■ DO THIS: Rewrite the records below, changing every "dot" to "mark" and leaving everything else unchanged.

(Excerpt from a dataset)
>>

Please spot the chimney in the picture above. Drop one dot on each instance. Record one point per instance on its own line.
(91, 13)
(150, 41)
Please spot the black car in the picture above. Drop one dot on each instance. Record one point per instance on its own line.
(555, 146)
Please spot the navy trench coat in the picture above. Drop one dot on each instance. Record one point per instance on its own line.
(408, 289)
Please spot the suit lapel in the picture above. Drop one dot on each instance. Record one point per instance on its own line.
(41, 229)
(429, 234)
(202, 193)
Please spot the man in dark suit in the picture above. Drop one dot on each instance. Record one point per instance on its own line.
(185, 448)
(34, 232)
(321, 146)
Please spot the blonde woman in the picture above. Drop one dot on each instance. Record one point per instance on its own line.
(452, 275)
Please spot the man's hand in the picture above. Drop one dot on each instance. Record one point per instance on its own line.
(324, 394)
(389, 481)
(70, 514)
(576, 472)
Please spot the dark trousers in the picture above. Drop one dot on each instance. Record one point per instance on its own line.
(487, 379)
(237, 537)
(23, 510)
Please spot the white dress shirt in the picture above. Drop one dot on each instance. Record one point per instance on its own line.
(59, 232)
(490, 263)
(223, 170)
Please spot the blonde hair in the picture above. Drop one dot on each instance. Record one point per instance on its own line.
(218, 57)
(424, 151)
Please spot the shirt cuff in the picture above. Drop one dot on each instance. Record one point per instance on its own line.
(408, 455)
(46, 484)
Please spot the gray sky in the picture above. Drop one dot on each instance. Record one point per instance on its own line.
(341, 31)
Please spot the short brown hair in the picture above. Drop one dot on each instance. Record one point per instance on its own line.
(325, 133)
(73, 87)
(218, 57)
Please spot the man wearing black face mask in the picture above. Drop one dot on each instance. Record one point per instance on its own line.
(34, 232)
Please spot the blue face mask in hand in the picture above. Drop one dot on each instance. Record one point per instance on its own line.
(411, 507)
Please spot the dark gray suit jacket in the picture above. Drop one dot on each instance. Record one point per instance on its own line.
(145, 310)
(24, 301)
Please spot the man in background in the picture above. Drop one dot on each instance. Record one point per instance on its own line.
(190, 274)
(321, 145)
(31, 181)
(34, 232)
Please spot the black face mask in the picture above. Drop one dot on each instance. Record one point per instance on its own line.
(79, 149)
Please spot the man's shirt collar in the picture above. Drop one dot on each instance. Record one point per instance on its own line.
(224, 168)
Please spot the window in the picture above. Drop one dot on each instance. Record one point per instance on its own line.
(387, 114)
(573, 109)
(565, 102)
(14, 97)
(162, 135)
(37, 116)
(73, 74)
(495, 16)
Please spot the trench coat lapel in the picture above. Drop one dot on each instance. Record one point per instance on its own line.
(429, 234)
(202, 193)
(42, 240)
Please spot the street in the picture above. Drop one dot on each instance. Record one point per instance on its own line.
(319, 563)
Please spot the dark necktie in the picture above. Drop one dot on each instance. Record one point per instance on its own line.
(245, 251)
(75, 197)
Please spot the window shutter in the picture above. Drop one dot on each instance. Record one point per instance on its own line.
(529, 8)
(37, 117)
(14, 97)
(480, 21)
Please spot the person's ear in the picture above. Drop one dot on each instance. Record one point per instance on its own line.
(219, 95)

<<

■ EXERCISE RESPONSE:
Please spot the chimney in the picture above. Drop one mark on each instance. Record one point per instance on its own line.
(91, 13)
(150, 41)
Please spot the black car in the picture above. Drop one mark on each instance. Record one point per instance on its own line.
(555, 146)
Please spot the navy trench coat in the picture above. Drop one mark on each instance. Record one point per instance on its own line.
(408, 289)
Please spot the suit lapel in the picture above. Drop one mark on each instance. Record one point per instance on its own line.
(41, 229)
(429, 234)
(202, 193)
Please spot the man in dark suit in the picture above. Drop one mark on each instance. Record one point per instance on its own line.
(185, 448)
(34, 232)
(321, 146)
Please spot the blonde woman in the picture above. Drop one mark on each instance. Record one point per instance on its own line.
(452, 275)
Please spot the man's hand in the picture above. Drop one mark on each instance. Record one point per instance on its own line.
(324, 394)
(389, 481)
(70, 514)
(576, 472)
Please spot the dark trousers in the picture above. Drop one mark on each instance. Record one point per instance on its own line.
(487, 379)
(237, 537)
(23, 510)
Please spot the white dress shirt in the picture above. Drop one mark on each instance. Record one point per instance on its own line.
(59, 232)
(490, 263)
(223, 170)
Please spot the blonde hair in the picture above. Drop one mark on each instance. Record one point per instance on its own line.
(218, 57)
(424, 151)
Please spot the shirt cuff in the picture above. Drop one mark on each instance. Record one point per instance on its own line.
(408, 455)
(46, 484)
Please spot the gray sky in the picture above. Drop one mark on each instance. Record one point per instance on its own line.
(341, 31)
Please spot the short brown hair in the picture above. Drop one mark on each instance. Record one point per instance on its own line.
(325, 133)
(73, 87)
(218, 57)
Please spot the man wearing black face mask in the picture above. Drop one mark on each instance. Record one point per instance on its own line.
(34, 232)
Please spot the blue face mask in hand in the picture above. Drop one mark on each instance. Record one point per instance on its own line.
(411, 507)
Please spot the dark gray suit jacket in the picture above. Drop one mark on each instance. Record one point per instance on its own line.
(145, 310)
(24, 301)
Please spot the man in background in the picture above. Drop one mark on each instance. Record one point per instance on its own line.
(190, 274)
(321, 145)
(31, 181)
(34, 232)
Please spot the black face mask in the picture above. Drop one mark on each instance. Record one point per instance on its own line.
(79, 149)
Please spot the man's shirt collar in the picture above. Drop one mark on each instance. Record one point per instance on its own line.
(224, 168)
Please spot the window in the picture above. Drop one mark on each instance. Record one point per instance on its own line.
(387, 114)
(573, 109)
(565, 102)
(14, 97)
(162, 135)
(37, 116)
(73, 74)
(495, 16)
Please spot the trench coat lapel in the picture above. Drop one mark on each instance. Record one point per instance on its own line.
(429, 234)
(202, 193)
(42, 240)
Please spot the street in the picture above. Drop one mark on each instance. Record one point per instance on its own line.
(319, 563)
Please spot the dark necktie in the picture above. Drop one mark on each instance. Record one point per instance on its own line.
(245, 251)
(75, 197)
Please spot the window shutter in the picture above. Drop one mark on each instance. Record one point per instance on its own line.
(529, 8)
(37, 117)
(14, 97)
(480, 21)
Please spot the person's ear in the picture above. Drop one mark on each instance. Record one point per instance on its own line.
(219, 95)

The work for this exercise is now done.